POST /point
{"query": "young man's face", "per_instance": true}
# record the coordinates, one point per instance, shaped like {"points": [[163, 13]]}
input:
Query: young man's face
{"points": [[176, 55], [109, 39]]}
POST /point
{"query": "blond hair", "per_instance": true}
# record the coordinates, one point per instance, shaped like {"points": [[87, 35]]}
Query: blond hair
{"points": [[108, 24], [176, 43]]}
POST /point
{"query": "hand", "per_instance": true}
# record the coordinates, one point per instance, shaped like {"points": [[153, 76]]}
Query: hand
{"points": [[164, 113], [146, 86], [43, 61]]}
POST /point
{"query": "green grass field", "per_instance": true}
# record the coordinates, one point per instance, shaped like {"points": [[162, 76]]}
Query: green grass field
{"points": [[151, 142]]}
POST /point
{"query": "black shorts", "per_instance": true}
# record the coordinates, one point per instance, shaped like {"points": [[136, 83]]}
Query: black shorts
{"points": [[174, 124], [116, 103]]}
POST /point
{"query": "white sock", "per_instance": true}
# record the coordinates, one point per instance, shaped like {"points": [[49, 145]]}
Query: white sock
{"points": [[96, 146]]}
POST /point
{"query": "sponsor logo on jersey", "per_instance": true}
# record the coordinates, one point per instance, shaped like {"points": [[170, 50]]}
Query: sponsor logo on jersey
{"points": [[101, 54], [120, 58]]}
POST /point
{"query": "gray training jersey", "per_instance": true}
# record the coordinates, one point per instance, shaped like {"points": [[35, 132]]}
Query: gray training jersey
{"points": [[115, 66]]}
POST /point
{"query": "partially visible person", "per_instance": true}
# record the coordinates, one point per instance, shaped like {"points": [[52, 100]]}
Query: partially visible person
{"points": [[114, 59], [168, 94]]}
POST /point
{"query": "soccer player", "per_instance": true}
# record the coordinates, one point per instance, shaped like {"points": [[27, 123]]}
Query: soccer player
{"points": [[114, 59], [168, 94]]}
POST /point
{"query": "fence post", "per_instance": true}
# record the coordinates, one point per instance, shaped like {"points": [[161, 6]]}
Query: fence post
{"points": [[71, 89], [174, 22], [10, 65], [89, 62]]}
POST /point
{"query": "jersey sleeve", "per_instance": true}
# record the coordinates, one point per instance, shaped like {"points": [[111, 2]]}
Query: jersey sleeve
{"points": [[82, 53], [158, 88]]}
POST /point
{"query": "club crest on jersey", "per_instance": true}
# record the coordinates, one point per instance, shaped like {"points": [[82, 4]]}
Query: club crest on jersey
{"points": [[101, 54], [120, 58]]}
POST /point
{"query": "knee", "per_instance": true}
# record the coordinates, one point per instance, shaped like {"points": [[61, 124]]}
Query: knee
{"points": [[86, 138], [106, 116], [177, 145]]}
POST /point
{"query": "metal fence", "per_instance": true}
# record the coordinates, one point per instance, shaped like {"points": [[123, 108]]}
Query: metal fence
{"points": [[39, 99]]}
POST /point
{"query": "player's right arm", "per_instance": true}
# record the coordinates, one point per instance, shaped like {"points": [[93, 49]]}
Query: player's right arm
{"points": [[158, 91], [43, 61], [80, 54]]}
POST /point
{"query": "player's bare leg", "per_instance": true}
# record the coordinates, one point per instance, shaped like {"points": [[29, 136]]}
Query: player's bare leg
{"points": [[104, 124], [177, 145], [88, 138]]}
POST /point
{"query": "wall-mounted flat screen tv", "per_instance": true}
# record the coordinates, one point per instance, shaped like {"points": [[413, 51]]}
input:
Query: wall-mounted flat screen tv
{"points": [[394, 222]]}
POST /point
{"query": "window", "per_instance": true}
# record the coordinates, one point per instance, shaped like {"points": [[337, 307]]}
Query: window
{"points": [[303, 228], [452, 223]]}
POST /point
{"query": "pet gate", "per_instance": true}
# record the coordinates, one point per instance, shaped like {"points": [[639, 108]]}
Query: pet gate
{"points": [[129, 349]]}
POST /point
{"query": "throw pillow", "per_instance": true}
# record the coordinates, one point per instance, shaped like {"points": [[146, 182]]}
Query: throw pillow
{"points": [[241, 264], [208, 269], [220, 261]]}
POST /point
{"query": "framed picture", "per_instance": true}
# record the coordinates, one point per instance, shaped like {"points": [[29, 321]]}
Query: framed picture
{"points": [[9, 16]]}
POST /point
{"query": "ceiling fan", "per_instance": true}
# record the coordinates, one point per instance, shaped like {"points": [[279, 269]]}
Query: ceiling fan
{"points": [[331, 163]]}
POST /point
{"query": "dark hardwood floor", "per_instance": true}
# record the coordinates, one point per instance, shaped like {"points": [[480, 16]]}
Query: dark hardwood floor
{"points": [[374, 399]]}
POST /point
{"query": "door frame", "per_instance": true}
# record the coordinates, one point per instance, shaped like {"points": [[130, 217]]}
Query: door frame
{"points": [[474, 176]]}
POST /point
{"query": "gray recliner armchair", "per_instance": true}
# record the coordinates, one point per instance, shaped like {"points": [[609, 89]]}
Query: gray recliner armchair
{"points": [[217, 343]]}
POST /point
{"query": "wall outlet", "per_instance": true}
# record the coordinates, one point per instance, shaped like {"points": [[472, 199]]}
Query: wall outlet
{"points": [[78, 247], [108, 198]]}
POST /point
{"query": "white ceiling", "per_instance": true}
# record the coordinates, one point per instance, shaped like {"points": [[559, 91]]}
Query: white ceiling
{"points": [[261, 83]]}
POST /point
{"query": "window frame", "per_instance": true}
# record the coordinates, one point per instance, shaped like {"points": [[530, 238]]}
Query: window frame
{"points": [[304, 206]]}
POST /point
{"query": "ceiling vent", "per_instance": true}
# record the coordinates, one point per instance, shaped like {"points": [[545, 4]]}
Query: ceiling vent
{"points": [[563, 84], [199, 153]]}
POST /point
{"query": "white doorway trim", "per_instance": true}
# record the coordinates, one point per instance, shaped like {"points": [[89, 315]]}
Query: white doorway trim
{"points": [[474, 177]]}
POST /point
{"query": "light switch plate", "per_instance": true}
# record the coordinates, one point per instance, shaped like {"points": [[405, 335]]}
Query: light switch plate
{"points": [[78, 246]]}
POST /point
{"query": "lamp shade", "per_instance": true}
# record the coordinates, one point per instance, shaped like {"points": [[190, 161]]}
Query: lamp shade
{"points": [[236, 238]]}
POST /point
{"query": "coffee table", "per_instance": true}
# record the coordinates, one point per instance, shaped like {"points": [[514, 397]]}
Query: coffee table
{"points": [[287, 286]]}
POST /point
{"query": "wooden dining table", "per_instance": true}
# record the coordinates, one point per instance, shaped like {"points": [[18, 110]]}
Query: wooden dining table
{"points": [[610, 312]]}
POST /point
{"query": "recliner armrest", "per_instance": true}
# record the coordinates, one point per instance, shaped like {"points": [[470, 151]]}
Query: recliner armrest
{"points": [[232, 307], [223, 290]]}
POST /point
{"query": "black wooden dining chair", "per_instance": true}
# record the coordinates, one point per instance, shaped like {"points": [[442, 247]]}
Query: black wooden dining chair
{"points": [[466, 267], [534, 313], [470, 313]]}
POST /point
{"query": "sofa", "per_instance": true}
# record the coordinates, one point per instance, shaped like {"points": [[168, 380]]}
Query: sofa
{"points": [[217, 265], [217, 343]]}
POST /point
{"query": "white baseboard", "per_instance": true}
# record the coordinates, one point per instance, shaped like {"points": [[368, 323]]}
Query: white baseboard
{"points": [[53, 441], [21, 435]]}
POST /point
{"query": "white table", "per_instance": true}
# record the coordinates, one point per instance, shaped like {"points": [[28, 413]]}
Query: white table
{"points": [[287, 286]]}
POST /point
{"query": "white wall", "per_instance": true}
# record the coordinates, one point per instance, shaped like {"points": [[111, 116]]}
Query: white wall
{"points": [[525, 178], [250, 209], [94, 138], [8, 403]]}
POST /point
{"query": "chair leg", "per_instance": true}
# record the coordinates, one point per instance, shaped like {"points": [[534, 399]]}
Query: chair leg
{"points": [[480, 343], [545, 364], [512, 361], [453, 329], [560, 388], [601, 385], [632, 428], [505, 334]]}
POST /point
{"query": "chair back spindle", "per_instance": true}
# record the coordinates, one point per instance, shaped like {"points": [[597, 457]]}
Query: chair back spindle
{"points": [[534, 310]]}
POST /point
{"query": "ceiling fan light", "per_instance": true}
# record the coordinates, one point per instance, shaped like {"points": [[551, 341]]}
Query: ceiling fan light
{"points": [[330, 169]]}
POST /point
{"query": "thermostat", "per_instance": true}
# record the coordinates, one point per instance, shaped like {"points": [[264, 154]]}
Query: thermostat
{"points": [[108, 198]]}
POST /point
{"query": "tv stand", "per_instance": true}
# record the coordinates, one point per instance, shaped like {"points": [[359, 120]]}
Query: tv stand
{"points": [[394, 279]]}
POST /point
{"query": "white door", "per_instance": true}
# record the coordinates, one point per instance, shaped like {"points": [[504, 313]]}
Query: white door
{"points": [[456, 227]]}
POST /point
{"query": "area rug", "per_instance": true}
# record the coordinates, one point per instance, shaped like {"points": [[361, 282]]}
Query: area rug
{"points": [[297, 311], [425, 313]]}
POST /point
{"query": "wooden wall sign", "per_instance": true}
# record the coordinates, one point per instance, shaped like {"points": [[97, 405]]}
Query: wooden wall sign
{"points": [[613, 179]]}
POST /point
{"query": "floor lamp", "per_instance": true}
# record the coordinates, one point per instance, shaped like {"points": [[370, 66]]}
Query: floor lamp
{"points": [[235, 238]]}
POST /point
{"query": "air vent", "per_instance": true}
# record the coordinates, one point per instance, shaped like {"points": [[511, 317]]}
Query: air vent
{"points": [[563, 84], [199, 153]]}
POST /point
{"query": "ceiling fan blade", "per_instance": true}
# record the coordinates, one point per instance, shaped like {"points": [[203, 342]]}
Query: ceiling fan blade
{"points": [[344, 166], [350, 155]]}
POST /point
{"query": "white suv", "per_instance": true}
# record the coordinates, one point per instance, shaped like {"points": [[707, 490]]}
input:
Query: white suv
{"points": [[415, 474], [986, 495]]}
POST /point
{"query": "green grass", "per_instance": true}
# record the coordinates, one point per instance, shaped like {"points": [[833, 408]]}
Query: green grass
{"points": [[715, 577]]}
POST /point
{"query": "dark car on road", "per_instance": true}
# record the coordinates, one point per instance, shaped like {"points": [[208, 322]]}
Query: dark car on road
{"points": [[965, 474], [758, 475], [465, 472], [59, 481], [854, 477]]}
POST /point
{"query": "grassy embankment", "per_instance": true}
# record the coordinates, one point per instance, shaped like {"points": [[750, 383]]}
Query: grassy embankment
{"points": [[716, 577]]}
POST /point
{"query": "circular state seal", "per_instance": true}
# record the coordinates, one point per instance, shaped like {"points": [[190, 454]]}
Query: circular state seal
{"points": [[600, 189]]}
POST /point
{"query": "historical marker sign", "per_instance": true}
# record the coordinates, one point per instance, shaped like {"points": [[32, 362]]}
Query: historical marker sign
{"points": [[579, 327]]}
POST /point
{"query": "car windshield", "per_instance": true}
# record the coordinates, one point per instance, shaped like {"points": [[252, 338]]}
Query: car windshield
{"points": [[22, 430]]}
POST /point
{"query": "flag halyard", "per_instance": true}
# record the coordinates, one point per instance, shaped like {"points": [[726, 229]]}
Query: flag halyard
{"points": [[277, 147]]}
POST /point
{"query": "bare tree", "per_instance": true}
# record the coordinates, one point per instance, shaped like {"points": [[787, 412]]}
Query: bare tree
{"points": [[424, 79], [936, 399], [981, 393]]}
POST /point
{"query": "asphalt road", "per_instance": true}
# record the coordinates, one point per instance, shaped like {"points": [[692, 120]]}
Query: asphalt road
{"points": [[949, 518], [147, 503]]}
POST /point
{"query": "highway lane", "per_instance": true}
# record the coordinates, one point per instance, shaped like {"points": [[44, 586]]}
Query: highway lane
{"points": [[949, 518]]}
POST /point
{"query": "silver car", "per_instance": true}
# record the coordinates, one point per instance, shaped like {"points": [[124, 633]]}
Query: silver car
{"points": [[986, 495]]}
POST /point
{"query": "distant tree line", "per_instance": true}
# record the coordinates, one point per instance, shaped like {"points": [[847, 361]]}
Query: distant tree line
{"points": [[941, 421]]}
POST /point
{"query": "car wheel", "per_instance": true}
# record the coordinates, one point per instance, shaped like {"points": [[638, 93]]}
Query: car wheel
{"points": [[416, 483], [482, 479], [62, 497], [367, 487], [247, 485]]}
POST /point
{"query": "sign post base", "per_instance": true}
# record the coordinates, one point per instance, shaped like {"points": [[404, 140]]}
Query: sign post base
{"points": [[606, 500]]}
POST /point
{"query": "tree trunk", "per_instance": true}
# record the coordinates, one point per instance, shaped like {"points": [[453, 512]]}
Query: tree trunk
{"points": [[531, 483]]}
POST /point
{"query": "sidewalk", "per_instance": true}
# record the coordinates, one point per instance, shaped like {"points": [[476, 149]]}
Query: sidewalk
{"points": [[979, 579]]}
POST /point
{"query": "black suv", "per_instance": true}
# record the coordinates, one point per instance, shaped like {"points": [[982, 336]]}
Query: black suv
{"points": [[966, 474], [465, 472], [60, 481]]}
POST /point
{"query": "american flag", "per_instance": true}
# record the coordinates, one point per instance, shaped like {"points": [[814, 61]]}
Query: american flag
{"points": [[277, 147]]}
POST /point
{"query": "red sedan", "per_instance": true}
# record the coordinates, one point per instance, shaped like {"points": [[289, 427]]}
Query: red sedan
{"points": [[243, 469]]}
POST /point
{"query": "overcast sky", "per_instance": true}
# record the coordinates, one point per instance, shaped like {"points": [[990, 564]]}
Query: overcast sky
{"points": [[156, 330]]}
——————————
Pull out every line in the records that has the word "black", and list each one on its own line.

{"query": "black shorts", "per_instance": true}
Query: black shorts
{"query": "black wooden dining chair", "per_instance": true}
Query: black wooden dining chair
{"query": "black suv", "per_instance": true}
Query: black suv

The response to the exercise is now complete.